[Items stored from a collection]
========================

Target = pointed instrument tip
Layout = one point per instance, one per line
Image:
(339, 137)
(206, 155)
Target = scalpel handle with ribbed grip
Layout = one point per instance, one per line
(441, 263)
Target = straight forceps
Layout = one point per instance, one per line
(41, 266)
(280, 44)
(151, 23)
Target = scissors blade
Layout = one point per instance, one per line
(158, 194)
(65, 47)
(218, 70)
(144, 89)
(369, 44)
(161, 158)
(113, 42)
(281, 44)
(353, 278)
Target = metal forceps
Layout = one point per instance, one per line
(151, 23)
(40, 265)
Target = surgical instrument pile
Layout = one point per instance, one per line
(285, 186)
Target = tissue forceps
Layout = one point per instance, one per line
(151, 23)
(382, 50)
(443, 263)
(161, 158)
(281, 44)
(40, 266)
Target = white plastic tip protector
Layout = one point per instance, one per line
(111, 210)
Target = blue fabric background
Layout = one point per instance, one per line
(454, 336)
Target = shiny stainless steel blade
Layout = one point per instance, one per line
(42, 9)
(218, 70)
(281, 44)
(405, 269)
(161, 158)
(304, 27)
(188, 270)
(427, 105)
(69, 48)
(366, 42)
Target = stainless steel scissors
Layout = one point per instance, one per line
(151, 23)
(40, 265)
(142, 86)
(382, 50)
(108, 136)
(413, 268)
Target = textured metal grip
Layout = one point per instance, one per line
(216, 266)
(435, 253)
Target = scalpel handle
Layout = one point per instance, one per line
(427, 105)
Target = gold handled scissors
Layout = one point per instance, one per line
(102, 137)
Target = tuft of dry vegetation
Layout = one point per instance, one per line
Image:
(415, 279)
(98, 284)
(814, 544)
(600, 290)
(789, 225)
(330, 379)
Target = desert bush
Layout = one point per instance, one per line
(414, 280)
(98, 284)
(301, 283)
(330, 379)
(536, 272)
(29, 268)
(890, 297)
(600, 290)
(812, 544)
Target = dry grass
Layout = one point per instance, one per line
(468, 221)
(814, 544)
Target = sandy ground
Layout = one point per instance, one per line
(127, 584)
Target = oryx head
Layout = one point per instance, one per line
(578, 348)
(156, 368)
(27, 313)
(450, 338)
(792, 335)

========================

◆ EXERCISE BRIEF
Repeat the entire listing above line for line, changing nothing.

◆ FINAL RESULT
Target = pointed instrument tip
Layout = one point per instance, one per line
Image:
(339, 137)
(206, 155)
Target = scalpel handle with ribbed grip
Layout = one point per instance, one per line
(441, 263)
Target = straight forceps
Layout = one point per instance, one per line
(41, 266)
(280, 44)
(151, 23)
Target = scissors blade
Layout = one point per instance, one per line
(158, 194)
(65, 47)
(218, 70)
(144, 89)
(369, 44)
(161, 158)
(113, 42)
(281, 44)
(353, 278)
Target = metal forceps
Layout = one point per instance, one per line
(151, 23)
(40, 265)
Target = surgical instrument pile
Layout = one point per instance, one per line
(285, 186)
Target = tissue forceps
Layout = one point per instance, one per line
(151, 23)
(382, 50)
(443, 263)
(161, 158)
(281, 44)
(40, 266)
Target = white plastic tip protector
Layout = one point per instance, one per line
(111, 210)
Target = blue fabric background
Layout = one point per instance, one per line
(454, 336)
Target = shiny stainless steel blade
Layout = one point per instance, one per line
(42, 9)
(218, 70)
(281, 44)
(405, 269)
(161, 158)
(304, 27)
(188, 270)
(427, 105)
(69, 48)
(366, 42)
Target = stainless steel scissors
Layout = one point per instance, one per line
(151, 23)
(40, 265)
(142, 86)
(382, 50)
(108, 136)
(413, 268)
Target = textured metal grip
Layout = one point per instance, one per line
(216, 266)
(435, 253)
Target = scalpel handle
Layout = one point per instance, one per line
(427, 105)
Target = gold handled scissors
Layout = one point per instance, one per line
(102, 137)
Target = tuft of dry vegetation
Layout = one point per instance, one per line
Image:
(415, 279)
(98, 284)
(814, 544)
(600, 290)
(789, 225)
(330, 379)
Target = desert bush
Layout = one point per instance, one per line
(414, 280)
(98, 284)
(301, 283)
(330, 379)
(536, 272)
(29, 268)
(890, 297)
(600, 290)
(812, 544)
Target = dry grass
Layout = one point per instance, one per line
(468, 221)
(814, 544)
Target = sandy ground
Layout = one point per instance, one per line
(127, 584)
Target = oryx head
Layout = one point per instance, one per line
(578, 348)
(156, 368)
(27, 313)
(450, 338)
(792, 335)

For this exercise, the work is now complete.